• [Input]:
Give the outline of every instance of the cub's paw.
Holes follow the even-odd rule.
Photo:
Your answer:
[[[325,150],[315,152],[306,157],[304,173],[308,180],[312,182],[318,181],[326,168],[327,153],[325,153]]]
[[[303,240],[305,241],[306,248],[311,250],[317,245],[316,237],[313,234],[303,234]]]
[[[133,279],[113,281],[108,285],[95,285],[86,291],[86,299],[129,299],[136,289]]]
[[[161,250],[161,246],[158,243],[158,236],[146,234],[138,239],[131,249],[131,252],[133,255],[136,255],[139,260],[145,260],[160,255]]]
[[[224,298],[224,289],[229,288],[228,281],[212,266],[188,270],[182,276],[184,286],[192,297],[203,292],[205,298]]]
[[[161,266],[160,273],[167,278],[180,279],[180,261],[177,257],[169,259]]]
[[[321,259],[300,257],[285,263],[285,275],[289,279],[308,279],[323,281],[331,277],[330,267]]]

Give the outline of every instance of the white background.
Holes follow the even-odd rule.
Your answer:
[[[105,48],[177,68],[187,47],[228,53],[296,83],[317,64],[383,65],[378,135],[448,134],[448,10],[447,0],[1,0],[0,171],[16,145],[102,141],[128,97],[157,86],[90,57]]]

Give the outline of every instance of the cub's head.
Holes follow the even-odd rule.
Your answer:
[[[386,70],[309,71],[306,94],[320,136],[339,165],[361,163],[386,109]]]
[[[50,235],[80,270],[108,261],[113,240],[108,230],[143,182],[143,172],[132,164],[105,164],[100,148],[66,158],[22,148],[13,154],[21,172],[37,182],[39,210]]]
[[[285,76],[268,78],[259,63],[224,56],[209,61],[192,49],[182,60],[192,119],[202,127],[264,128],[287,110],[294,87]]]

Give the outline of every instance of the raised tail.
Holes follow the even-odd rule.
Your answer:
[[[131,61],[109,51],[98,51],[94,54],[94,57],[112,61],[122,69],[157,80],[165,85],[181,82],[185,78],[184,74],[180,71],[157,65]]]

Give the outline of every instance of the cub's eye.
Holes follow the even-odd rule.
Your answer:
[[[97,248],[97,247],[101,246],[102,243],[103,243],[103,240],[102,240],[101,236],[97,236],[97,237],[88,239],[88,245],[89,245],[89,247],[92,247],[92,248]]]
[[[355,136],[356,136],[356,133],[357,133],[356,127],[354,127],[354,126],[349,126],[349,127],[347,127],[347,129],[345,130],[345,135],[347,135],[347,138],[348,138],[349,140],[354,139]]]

• [What the task requires]: Reproduce, unchanged, the stretch of rows from the line containing "Give the outline of every instance of the cub's head." through the end of the rows.

• [The response]:
Give the outline of every instance of the cub's head.
Holes follow the even-odd rule.
Your answer:
[[[386,70],[309,71],[306,94],[320,136],[339,165],[361,163],[386,109]]]
[[[50,235],[80,270],[108,261],[113,240],[108,230],[143,182],[143,172],[132,164],[105,164],[100,148],[66,158],[22,148],[13,154],[21,172],[37,182],[39,210]]]
[[[285,76],[268,78],[259,63],[224,56],[209,61],[192,49],[182,60],[192,119],[202,127],[264,128],[287,110],[294,87]]]

Give the outline of every instance of the raised tail.
Holes follow the even-odd rule.
Your answer:
[[[131,61],[109,51],[98,51],[94,54],[94,57],[112,61],[122,69],[157,80],[165,85],[181,82],[185,78],[184,74],[180,71],[157,65]]]

Give the outline of every instance of the cub's eye.
Holes follow the even-odd rule.
Your answer:
[[[97,248],[97,247],[101,246],[102,243],[103,243],[103,240],[102,240],[101,236],[97,236],[97,237],[88,239],[88,245],[89,245],[89,247],[92,247],[92,248]]]
[[[355,136],[356,136],[356,133],[357,133],[356,127],[354,127],[354,126],[349,126],[349,127],[347,127],[347,129],[345,130],[345,135],[347,135],[347,138],[348,138],[349,140],[354,139]]]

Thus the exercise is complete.